Taiwan reports first imported case of rabies of 2013 in Filipino worker
A Filipino migrant worker is the first case of human rabies to reported in 2013, according to an alert from the Taiwnese Centers for Disease Contol(CDC) on Sunday.
The 31-year-old Filipino man apparently received a dog bite on March 10 and never sought out rabies prophylaxis. He arrived in Taiwan in early April and starting experiencing early symptoms of rabies last week.
The physician at the hospital noticed the healing dog bite on the patients fingers and the family confirmed the animal bite.
The patient has been hospitalized in a quarantine ward because rabies is a category 1 notifiable communicable disease. His condition is deteriorating rapidly and he is now suffering from multiple organ failure, the centers reported.
Rabies is an acute viral infection that is transmitted to humans or other mammals usually through the saliva from a bite of an infected animal. It is also rarely contracted through breaks in the skin or contact with mucous membranes. It has been suggested that airborne transmission is possible in caves where there are heavy concentrations of bats.

* **Problems to work on**:
1. Translate this sentence from the rabies article into Spanish: "Rabies is an acute viral infection that is transmitted to humans or other mammals usually through the saliva from a bite of an infected animal."
2. Transcribe the stretch of the rabies article from "The 31-year-old Filipino" through "the centers reported.".
The data after this point are separate from the rabies article.

* **Provided data**:
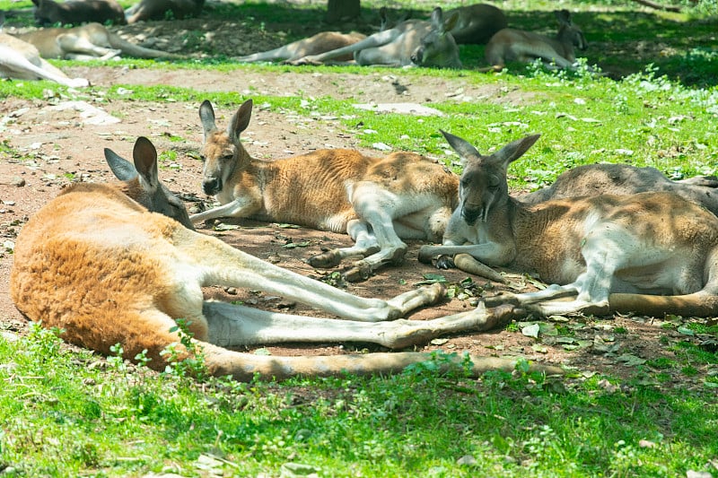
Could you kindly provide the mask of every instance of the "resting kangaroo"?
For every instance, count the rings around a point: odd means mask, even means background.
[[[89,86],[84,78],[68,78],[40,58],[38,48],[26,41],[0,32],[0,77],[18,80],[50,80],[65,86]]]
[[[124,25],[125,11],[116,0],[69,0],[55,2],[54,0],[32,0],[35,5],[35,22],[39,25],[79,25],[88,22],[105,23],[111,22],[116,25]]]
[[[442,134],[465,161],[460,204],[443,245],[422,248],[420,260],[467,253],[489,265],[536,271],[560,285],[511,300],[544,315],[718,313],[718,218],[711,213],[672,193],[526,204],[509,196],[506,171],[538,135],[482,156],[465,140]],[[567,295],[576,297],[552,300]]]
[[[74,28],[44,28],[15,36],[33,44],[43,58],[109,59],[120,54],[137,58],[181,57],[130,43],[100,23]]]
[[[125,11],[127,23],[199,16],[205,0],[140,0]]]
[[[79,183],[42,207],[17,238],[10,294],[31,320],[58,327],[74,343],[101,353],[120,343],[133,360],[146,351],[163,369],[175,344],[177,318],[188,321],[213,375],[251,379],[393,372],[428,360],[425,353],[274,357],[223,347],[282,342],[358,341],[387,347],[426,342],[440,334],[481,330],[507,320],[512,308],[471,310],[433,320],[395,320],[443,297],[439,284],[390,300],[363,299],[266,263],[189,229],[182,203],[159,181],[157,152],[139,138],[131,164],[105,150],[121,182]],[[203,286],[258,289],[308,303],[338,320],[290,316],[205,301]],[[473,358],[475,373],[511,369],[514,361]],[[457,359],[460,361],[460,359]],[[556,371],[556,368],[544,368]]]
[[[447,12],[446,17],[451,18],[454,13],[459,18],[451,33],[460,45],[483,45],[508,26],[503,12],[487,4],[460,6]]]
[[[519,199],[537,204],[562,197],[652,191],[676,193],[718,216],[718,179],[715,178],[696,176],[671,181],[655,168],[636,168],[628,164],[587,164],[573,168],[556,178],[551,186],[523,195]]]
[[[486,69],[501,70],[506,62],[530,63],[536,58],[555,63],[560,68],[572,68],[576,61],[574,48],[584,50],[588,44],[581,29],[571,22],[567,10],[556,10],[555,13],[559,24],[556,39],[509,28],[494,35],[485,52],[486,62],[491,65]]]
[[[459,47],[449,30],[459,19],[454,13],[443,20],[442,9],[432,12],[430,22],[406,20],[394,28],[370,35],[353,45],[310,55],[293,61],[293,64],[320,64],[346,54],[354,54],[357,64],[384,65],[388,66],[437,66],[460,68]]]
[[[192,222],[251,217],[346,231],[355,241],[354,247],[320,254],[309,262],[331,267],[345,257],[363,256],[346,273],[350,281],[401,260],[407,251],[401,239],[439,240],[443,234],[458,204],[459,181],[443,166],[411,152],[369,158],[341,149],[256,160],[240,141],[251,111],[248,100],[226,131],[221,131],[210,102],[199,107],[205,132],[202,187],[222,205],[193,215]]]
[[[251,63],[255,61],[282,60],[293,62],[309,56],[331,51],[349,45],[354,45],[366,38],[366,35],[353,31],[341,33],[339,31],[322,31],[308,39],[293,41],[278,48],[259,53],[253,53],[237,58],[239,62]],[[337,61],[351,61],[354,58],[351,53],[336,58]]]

* **Solutions by task**:
1. La rabia es una infección viral aguda que se transmite a los seres humanos o a otros mamíferos generalmente a través de la saliva por la mordedura de un animal infectado.

2.
The 31-year-old Filipino man apparently received a dog bite on March 10 and never sought out rabies prophylaxis. He arrived in Taiwan in early April and starting experiencing early symptoms of rabies last week.
The physician at the hospital noticed the healing dog bite on the patients fingers and the family confirmed the animal bite.
The patient has been hospitalized in a quarantine ward because rabies is a category 1 notifiable communicable disease. His condition is deteriorating rapidly and he is now suffering from multiple organ failure, the centers reported.